REQUIRED ACTION:
Give as output the line that contains "Task: check that each instance of the airplane tail", followed by every remaining line of the entries, unchanged and with nothing added.

EXCERPTED DATA:
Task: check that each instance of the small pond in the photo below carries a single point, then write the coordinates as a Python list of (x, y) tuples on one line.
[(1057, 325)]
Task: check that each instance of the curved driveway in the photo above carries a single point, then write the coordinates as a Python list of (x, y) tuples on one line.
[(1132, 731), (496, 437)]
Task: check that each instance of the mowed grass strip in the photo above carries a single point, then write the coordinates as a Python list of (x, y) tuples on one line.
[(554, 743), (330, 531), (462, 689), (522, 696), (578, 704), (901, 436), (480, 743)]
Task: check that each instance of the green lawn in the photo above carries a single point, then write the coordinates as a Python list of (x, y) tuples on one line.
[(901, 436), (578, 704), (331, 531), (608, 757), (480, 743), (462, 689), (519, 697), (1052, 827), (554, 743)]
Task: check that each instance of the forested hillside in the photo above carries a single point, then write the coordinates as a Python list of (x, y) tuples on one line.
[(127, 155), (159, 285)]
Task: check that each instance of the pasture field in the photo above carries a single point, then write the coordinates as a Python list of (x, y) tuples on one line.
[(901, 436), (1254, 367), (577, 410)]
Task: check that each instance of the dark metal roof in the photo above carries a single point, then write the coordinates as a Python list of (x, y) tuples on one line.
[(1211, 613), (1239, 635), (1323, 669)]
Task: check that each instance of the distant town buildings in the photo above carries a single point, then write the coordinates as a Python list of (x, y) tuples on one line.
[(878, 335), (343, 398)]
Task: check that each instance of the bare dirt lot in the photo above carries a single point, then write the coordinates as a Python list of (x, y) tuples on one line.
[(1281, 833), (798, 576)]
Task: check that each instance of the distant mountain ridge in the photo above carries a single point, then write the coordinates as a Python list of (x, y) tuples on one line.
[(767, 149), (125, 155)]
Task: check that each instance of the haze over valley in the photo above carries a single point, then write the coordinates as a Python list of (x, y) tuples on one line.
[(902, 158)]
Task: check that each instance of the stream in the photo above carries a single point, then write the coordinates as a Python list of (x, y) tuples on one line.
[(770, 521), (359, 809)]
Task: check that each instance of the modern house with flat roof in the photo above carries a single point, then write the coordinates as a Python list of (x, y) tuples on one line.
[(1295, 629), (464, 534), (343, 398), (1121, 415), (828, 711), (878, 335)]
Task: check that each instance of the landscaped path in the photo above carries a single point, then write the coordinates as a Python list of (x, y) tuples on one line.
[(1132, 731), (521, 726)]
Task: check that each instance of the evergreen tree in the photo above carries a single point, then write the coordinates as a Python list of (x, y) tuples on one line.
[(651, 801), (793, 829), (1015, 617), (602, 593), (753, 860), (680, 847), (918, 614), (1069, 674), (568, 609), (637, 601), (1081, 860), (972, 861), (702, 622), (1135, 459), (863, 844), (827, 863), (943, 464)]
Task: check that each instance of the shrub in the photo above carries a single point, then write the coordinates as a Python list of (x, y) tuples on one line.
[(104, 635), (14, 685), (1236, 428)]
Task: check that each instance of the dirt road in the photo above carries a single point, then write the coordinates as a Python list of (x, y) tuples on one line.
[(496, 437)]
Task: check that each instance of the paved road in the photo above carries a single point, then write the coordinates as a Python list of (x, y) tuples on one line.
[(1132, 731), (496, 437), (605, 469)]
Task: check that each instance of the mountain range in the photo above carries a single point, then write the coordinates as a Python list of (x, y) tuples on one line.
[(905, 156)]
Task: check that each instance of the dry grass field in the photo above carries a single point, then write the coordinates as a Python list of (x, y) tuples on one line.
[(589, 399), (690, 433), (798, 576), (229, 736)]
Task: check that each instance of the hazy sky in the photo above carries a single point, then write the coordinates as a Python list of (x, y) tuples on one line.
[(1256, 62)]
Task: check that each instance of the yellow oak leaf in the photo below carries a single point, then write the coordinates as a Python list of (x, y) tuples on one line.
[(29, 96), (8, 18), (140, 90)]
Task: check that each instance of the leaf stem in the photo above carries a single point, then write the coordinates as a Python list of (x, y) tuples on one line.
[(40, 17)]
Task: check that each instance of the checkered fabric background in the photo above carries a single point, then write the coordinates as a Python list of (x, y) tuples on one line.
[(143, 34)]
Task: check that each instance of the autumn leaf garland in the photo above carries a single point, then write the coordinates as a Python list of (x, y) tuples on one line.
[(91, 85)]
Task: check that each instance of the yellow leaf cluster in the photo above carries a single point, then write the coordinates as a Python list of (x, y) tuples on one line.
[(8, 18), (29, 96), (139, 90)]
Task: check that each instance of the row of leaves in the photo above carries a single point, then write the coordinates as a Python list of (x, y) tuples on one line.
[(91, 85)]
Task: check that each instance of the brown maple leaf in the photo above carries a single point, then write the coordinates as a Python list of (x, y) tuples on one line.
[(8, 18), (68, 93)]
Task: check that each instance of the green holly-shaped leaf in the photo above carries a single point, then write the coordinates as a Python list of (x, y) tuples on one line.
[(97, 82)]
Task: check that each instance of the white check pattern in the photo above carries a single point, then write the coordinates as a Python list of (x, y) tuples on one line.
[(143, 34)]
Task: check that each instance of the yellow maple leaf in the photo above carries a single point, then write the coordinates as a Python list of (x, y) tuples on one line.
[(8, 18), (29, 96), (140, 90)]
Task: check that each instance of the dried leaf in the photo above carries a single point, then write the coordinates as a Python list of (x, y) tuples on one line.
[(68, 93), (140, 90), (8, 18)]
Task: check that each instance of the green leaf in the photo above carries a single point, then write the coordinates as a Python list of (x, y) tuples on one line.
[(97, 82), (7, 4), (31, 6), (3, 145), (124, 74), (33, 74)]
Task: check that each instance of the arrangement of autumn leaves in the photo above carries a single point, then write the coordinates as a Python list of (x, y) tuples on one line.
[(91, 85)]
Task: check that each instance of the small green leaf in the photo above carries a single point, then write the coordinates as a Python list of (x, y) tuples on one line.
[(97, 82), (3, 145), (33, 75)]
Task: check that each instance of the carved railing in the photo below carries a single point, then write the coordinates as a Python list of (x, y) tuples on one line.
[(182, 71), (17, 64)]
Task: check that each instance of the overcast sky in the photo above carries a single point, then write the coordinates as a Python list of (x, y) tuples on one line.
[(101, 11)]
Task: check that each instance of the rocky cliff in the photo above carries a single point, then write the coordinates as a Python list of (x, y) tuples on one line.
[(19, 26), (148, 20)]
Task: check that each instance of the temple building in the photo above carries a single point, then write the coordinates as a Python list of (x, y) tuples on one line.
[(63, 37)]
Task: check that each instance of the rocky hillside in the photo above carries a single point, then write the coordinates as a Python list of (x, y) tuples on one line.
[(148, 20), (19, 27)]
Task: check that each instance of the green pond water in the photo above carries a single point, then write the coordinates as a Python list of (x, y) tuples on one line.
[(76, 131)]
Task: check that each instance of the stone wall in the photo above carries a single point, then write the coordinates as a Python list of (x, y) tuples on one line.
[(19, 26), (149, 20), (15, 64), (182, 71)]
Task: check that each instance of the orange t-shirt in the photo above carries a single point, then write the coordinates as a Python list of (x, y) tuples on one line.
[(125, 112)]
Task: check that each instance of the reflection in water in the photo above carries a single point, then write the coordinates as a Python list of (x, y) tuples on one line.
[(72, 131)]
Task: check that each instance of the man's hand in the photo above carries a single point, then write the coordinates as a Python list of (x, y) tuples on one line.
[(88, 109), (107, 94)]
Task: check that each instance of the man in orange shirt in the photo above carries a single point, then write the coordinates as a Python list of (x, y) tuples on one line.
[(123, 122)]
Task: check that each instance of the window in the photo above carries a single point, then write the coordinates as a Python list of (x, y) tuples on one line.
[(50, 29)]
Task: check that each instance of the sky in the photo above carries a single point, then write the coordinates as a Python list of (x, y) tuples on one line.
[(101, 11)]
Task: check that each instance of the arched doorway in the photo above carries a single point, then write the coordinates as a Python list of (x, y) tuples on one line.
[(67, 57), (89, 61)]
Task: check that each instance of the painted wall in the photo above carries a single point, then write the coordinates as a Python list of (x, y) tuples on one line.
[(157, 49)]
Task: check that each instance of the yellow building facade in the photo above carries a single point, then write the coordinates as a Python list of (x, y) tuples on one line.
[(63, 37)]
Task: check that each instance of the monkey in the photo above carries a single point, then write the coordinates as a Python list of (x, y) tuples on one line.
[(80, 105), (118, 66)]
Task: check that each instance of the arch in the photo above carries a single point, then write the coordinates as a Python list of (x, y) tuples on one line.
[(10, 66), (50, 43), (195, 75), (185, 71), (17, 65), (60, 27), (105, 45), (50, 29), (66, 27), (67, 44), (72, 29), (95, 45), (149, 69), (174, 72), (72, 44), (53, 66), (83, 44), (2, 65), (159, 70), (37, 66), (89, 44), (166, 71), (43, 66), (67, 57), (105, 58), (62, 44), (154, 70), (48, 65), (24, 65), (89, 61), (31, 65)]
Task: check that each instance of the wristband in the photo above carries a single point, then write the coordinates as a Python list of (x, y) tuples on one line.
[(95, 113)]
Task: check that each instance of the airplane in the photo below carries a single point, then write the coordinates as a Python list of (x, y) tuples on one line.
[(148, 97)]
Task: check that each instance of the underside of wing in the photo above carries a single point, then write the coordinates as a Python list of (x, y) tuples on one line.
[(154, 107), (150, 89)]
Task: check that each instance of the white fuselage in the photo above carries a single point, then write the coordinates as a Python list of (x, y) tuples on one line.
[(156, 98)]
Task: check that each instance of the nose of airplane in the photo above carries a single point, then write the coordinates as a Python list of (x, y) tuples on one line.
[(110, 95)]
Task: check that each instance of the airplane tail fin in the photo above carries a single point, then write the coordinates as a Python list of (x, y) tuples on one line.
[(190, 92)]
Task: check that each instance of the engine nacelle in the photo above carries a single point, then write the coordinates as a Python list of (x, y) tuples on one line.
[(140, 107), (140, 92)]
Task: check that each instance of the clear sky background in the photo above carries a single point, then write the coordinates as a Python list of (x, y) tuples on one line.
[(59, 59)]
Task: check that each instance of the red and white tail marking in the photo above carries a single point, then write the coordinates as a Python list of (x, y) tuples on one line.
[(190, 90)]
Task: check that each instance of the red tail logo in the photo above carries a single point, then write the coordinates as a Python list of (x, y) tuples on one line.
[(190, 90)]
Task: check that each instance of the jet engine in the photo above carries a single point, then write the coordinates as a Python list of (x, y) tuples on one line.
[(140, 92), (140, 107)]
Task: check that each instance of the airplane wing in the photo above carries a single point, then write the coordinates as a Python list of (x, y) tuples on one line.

ANSWER BOX:
Task: check that each instance of the airplane tail fin in the photo above carries a single point, then write the coordinates as a Python list of (x, y) tuples on one line.
[(190, 92)]
Task: check that each instance of the engine nacelle in the photo above carries a single point, then write the coordinates as a Python list of (x, y) tuples on one line.
[(140, 107), (140, 92)]
Task: check that each instance of the clear sky background in the photo above carries a single point, then write the coordinates as a Python list of (x, y) tuples on one line.
[(59, 59)]
Task: check that each instance of the red and white tail marking in the photo above carries a single point, then write the coordinates as a Python list of (x, y) tuples on one line.
[(190, 90)]
Task: check that each instance of the red tail logo in the photo above carries a single point, then write the coordinates as a Python list of (x, y) tuples on one line.
[(190, 90)]
Task: check that each instance of the jet engine in the photo above carries a single point, then write the coordinates as a Python list of (x, y) tuples on one line.
[(140, 92), (140, 107)]
Task: check that each instance of the airplane wing in the photo above carries a single point, then write the coordinates as a Python list of (x, y) tuples on one line.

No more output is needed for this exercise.